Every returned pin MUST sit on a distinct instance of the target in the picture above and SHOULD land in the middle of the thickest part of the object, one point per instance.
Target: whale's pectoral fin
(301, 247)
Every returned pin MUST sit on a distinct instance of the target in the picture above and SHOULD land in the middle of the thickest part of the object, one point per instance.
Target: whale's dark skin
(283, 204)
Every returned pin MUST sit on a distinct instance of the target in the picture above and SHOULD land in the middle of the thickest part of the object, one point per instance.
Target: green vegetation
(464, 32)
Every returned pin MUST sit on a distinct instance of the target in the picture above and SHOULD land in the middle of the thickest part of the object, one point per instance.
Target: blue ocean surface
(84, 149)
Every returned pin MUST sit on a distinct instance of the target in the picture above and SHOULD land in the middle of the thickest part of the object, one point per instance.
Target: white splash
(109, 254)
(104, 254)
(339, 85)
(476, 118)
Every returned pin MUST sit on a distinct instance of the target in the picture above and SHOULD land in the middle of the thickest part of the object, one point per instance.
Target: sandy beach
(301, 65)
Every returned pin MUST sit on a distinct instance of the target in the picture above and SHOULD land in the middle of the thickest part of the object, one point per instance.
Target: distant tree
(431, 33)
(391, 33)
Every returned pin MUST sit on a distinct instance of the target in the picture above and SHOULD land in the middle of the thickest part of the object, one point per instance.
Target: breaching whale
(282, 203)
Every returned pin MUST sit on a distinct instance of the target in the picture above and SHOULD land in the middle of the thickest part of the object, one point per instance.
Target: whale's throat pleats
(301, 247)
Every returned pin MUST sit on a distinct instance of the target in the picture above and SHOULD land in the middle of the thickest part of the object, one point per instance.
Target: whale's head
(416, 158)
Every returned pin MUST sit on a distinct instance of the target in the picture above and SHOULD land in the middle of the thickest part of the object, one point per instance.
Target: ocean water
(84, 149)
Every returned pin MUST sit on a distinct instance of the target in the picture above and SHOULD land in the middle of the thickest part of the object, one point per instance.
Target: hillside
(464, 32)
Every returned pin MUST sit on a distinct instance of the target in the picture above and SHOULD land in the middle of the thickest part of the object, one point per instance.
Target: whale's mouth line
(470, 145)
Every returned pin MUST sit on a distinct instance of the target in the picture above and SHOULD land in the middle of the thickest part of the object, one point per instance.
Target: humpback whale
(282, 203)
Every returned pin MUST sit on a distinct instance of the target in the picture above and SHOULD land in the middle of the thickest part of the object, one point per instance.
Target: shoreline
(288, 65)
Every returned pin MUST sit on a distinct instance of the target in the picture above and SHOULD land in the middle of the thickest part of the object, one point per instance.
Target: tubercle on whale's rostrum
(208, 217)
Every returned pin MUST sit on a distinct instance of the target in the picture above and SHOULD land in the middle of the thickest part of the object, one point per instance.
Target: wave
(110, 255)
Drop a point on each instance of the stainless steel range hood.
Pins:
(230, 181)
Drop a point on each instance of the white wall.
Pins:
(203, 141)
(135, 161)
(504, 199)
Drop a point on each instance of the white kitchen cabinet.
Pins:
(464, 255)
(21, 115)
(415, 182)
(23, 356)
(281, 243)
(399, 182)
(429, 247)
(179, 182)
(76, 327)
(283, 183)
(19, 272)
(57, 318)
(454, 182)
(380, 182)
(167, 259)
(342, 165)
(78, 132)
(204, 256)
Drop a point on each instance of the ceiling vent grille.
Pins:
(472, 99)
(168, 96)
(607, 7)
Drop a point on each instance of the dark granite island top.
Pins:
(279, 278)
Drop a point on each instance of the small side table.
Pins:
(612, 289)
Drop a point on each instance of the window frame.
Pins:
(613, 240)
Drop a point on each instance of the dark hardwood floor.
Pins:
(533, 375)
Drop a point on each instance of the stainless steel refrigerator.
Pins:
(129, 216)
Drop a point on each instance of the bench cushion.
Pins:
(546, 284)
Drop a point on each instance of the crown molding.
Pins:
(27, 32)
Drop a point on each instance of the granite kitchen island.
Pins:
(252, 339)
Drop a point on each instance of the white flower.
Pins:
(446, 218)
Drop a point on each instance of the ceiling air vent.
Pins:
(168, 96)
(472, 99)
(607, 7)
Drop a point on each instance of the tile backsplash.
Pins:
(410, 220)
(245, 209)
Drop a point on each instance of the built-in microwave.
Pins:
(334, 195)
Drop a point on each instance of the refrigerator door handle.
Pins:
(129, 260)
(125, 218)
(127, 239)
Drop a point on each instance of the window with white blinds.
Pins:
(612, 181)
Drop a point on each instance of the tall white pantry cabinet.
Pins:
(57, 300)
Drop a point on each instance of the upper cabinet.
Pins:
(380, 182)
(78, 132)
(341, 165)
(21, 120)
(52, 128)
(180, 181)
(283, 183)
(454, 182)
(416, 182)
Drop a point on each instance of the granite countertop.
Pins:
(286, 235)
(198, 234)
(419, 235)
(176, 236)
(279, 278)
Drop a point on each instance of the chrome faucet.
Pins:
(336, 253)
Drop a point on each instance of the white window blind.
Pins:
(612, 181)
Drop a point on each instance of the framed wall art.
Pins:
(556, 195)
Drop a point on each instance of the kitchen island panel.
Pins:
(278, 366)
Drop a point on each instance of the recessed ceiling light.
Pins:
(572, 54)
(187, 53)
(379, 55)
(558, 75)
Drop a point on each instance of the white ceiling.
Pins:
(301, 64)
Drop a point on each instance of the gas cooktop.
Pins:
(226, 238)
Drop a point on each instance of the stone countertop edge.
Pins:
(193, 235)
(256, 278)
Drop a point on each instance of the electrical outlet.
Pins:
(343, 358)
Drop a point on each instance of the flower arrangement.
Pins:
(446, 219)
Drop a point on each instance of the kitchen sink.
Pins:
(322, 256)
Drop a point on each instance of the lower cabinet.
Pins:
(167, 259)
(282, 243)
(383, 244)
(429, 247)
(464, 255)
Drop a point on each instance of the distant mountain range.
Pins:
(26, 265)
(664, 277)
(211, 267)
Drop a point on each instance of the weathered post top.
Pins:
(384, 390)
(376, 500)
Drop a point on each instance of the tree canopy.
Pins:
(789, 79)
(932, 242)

What the task requires: Print each record from the listing above exactly as it was given.

Response to the task:
Every returned pin MUST sit on a distinct instance of the target in the picture above and SHOULD land in the middle of the thickest part of the object, one point per instance.
Target: whale's pectoral fin
(301, 247)
Every returned pin MUST sit on a distinct instance of the target in the picture above and SHOULD land in the middle of the thickest part of the object, one point per instance.
Target: whale's dark skin
(283, 204)
Every returned pin MUST sit on a distinct instance of the target in the picture above and SHOULD land in the middle of the thickest part of the object, one point per instance.
Target: green vegetation
(464, 32)
Every returned pin MUST sit on a distinct instance of the target in the picture above and SHOULD land in the middle of the thickest part of the object, one point per instance.
Target: blue ocean surface
(84, 149)
Every returned pin MUST sit on a distinct instance of the target in the picture above and SHOULD land in the middle of the thickest part of the object, one point per instance.
Target: white splash
(109, 254)
(104, 254)
(339, 85)
(476, 118)
Every returned pin MUST sit on a distinct instance of the target in the picture above and SHOULD land in the middle of the thickest part of the object, one point per instance.
Target: sandy beach
(301, 65)
Every returned pin MUST sit on a distinct instance of the target in the picture above and SHOULD land in the middle of the thickest part of the object, one point per instance.
Target: distant tree
(431, 33)
(391, 33)
Every returned pin MUST sit on a distinct instance of the target in the picture above and SHOULD land in the middle of the thickest part of the object, one point per instance.
Target: breaching whale
(282, 203)
Every returned pin MUST sit on a distinct instance of the target in the picture above and SHOULD land in the middle of the thickest part of the object, one point per instance.
Target: whale's throat pleats
(301, 247)
Every returned pin MUST sit on a distinct instance of the target in the picture above and SHOULD land in the middle of the thickest part of the object, one point per instance.
Target: whale's head
(416, 158)
Every returned pin MUST sit on a distinct instance of the target in the picture above and SHOULD land in the middle of the thickest part of the object, one point per instance.
Target: ocean water
(84, 149)
Every returned pin MUST sit on a distinct instance of the target in the picture above and SHOULD land in the middle of the thickest part of the object, one point per instance.
Target: hillside
(464, 32)
Every returned pin MUST sit on a distinct instance of the target in the picture above and SHOULD land in the middle of the thickest part of the object, one point per instance.
Target: whale's mouth line
(470, 145)
Every returned pin MUST sit on a distinct instance of the target in the picture above and SHOULD land in the middle of the thickest part of the object, one point per instance.
Target: humpback whale
(282, 203)
Every returned pin MUST sit on a distinct instance of the target in the picture above and SHOULD land in the middle of the thickest part of the object, one point per instance.
Target: shoreline
(288, 65)
Every returned pin MUST sit on a distinct instance of the target in the picture above and SHOULD land in the middle of the thickest part of the object, one point per instance.
Target: tubercle on whale's rostrum
(208, 217)
Every returned pin MUST sit on a distinct instance of the target in the picture above and SHOULD land in the middle of the thickest part of the object, one point per instance.
Target: wave
(110, 255)
Drop a point on each instance of the stainless steel range hood.
Pins:
(230, 181)
Drop a point on each instance of the white wall.
Pins:
(203, 141)
(135, 161)
(504, 199)
Drop a point on each instance of the white kitchen cabinet.
Pins:
(464, 255)
(21, 115)
(415, 182)
(23, 356)
(281, 243)
(399, 182)
(429, 247)
(179, 182)
(76, 327)
(283, 183)
(19, 272)
(57, 318)
(454, 182)
(380, 182)
(167, 259)
(342, 165)
(78, 132)
(204, 256)
Drop a point on each instance of the ceiling vent grille.
Pins:
(472, 99)
(168, 96)
(607, 7)
Drop a point on each instance of the dark granite island top.
Pins:
(279, 278)
Drop a point on each instance of the small side table.
Pins:
(612, 289)
Drop a point on each instance of the window frame.
Pins:
(613, 240)
Drop a point on each instance of the dark hardwood floor.
Pins:
(533, 375)
Drop a point on each instance of the stainless steel refrigerator.
Pins:
(129, 216)
Drop a point on each instance of the bench cushion.
Pins:
(546, 284)
Drop a point on each instance of the crown molding.
Pins:
(27, 32)
Drop a point on each instance of the granite kitchen island.
Pins:
(252, 339)
Drop a point on each instance of the white flower.
Pins:
(446, 218)
Drop a point on each instance of the ceiling air vent.
Pins:
(168, 96)
(472, 99)
(607, 7)
Drop a point on each instance of the tile backsplash.
Pins:
(410, 220)
(245, 209)
Drop a point on each instance of the built-in microwave.
Pins:
(334, 195)
Drop a point on each instance of the refrigerator door handle.
Pins:
(129, 260)
(125, 218)
(127, 239)
Drop a point on each instance of the window with white blinds.
Pins:
(612, 181)
Drop a point on each instance of the tall white pantry cabinet.
Pins:
(57, 300)
Drop a point on each instance of the upper cabinet.
Pins:
(380, 182)
(78, 132)
(341, 165)
(21, 120)
(52, 128)
(180, 181)
(283, 183)
(454, 182)
(416, 182)
Drop a point on each instance of the granite countertop.
Pins:
(286, 235)
(198, 234)
(419, 235)
(176, 236)
(279, 278)
Drop a point on each instance of the chrome faucet.
Pins:
(336, 253)
Drop a point on each instance of the white window blind.
Pins:
(612, 181)
Drop a point on each instance of the framed wall art.
Pins:
(556, 195)
Drop a point on each instance of the kitchen island panel.
Pins:
(278, 366)
Drop a point on each instance of the recessed ceiling light.
Pins:
(572, 54)
(187, 53)
(379, 55)
(558, 75)
Drop a point on each instance of the white ceiling.
Pins:
(301, 64)
Drop a point on each instance of the gas cooktop.
Pins:
(226, 238)
Drop a point on each instance of the stone countertop edge.
Pins:
(193, 235)
(256, 278)
Drop a point on each instance of the electrical outlet.
Pins:
(343, 358)
Drop a point on each instance of the flower arrangement.
Pins:
(446, 219)
Drop a point on each instance of the kitchen sink.
Pins:
(322, 256)
Drop a point on each instance of the lower cabinet.
Pins:
(167, 259)
(282, 243)
(383, 244)
(429, 247)
(464, 255)
Drop a point on each instance of the distant mountain range.
Pins:
(26, 265)
(664, 277)
(211, 267)
Drop a point on each instance of the weathered post top.
Pins:
(384, 390)
(376, 500)
Drop a point on each instance of the tree canopy.
Pins:
(789, 79)
(932, 242)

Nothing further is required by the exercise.